> _Exercise task a_:
Which lines of the listing below contain the word "sleeve"? Copy each of them.

> _Text block_:
_ _ _
Looking back to the outset of the 19th century, it is impossible to say that any real banking system had really been developed in the US. This is to say that, though there were roughly 120 private commercial banks that had been chartered by new state governments, the so-called system was scarcely organized. It was ad hoc in nature and directly linked to the merchant banking practices of the pre-independence period. The years preceding the turn of the century were important because they brought a central banking authority onto the scene. In 1789 the new federal government established a position for the Secretary of the Treasury. As we know, the first to hold this prestigious title was Alexander Hamilton. He accomplished a great deal in the 11 years leading up to the year 1800. Most notably his actions were largely responsible for the creation of the First Bank of the United States, which was given a charter in 1791. This thrust towards central banking was only to last 20 years, however. Up for review in 1811, the bank's charter was not renewed.

This paper will argue that the failure to renew the First Bank of the United State's charter was a direct result of the strong ideological differences between state centered and federalist politics. Many were very skeptical about a strong centralized banking system, while others believed that the only way to create unity in the country was through a highly focused central banking system. Despite the relative efficiency of the First Bank of the United States, and despite the fact that it is widely considered to be a success by economic historians, the general suspicion of banking led to its demise. In other words, this paper will argue that the 1800-1810 period was one of exhaustive tension between centralists and de-centralists. This had important and lasting effects on the banking system, the most obvious being that, in the following century, state banks proliferated to the point where they were chartered with abandon. As John K. Galbraith noted, "every location large enough to have a church, a tavern, or a blacksmith shop was deemed a suitable place for setting up a bank. These banks issued notes, and other, more surprising enterprises, imitating the banks, did likewise. Even barbers and bartenders competed with banks in this respect" (Flaherty, 1997:


This last statement might seem surprising to some readers, but it is far less outlandish when one digs back a little bit in pre-19th century US history. Before achieving independence, there were no commercial banks. The first commercial bank, the Bank of North America, was established in 1781. "British merchant banking houses stood at one end of a long chain of credit that stretched to the American frontier. They gave short-term (less than a year) credits to American merchants who then extended them to wholesalers of their imports, and the wholesalers passed them on to both urban and rural retailers - country stores and wandering peddlers" (Foner/Garraty, 1991: 191).
_ _ _
> _Data shown_:
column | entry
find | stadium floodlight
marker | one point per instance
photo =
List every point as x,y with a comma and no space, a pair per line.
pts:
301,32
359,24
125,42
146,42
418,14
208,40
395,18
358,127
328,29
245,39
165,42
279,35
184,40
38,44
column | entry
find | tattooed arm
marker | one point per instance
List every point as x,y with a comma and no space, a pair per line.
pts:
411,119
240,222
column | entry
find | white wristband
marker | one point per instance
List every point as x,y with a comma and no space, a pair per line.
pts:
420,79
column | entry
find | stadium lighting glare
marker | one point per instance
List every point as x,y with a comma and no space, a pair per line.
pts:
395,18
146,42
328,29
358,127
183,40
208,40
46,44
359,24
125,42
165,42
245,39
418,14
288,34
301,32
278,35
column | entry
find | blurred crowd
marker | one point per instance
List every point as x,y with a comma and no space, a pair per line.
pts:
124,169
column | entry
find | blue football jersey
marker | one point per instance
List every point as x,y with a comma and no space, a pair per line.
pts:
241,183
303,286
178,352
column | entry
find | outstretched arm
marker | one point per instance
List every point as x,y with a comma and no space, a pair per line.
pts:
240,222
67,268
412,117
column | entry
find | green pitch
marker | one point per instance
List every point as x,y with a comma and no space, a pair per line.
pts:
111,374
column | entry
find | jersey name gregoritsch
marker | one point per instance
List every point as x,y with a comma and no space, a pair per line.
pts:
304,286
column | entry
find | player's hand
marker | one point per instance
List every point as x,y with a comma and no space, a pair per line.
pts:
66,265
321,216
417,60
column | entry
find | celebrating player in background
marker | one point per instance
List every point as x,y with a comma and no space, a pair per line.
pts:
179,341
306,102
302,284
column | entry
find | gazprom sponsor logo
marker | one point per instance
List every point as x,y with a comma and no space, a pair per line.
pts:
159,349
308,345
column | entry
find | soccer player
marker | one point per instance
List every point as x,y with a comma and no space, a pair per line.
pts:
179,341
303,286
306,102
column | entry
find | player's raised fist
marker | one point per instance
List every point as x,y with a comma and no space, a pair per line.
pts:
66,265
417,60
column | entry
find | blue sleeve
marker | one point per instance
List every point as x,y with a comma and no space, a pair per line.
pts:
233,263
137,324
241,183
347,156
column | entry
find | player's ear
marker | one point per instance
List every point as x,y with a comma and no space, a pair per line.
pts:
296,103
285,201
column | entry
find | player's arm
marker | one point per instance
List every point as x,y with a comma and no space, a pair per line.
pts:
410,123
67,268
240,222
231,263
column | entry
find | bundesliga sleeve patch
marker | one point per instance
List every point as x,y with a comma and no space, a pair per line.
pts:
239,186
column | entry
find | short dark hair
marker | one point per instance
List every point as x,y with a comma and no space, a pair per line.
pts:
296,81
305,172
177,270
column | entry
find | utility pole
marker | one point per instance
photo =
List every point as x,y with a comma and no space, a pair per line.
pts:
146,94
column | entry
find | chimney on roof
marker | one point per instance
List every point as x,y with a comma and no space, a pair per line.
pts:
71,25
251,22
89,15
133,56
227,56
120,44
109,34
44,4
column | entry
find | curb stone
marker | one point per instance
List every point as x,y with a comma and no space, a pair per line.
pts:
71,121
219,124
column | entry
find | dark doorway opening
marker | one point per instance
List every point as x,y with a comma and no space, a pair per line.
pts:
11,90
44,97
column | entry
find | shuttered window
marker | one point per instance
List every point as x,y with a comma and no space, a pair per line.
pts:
_ _ _
> _Exercise task b_:
According to the argument in the text on early US banking, why was the First Bank of the United States' charter not renewed in 1811? Answer in one to three sentences.

> _Exercise response a_:
find | blue sleeve
find | bundesliga sleeve patch

> _Exercise response b_:
The text argues that the failure to renew the charter was a direct result of strong ideological differences between state-centered and federalist politics. Many people were skeptical of a strong centralized banking system. Despite the bank's relative efficiency, the general suspicion of banking led to its demise.